# DIRECTIONS FOR THIS TASK
In the rows below, take the part that opens with the line containing "Pressing-analysis tagging request: spot the blue" and closes with the last line of the rows, both ends included. Rewrite only those lines, requests included, offsetting every coordinate in the answers by 37.

[Items from a data source]
* BEGIN *
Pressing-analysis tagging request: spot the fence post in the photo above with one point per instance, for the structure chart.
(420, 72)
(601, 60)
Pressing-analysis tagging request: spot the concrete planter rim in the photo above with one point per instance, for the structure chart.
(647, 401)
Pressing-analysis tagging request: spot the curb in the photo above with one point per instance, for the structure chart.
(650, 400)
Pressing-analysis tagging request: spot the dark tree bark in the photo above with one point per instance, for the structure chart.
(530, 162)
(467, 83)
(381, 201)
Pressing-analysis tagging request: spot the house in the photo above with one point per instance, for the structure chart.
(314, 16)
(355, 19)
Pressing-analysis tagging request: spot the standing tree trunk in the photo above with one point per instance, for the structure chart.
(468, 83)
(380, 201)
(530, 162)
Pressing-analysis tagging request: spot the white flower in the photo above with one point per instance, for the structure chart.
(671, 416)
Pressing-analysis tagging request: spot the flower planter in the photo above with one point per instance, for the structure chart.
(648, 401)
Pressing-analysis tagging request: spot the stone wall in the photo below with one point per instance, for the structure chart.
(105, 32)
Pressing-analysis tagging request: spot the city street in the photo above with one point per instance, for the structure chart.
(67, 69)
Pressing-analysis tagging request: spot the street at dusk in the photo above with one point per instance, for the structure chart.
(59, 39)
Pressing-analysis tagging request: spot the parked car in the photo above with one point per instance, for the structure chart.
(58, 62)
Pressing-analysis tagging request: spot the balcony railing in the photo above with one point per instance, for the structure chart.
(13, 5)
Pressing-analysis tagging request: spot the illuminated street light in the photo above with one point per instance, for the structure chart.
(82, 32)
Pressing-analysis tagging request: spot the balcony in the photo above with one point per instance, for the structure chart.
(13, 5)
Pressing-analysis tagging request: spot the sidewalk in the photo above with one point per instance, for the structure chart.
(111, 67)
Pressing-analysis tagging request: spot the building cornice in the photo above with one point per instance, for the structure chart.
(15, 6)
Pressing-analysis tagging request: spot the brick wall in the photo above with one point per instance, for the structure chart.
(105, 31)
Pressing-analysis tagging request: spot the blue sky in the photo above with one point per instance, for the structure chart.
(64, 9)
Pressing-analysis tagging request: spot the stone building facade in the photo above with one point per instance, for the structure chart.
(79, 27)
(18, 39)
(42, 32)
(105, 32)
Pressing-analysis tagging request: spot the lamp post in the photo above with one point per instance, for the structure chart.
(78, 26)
* END *
# SOLUTION
Pressing-analysis tagging request: spot the blue sky in the photo above with one point per instance, for the structure chart.
(101, 46)
Pressing-analysis tagging request: spot the stone building facade in the photo above with one point per instance, for the structure chart.
(116, 64)
(55, 76)
(79, 69)
(142, 69)
Pressing-analysis tagging request: spot the lamp post in the photo above with one point per instance, for the structure chart.
(115, 63)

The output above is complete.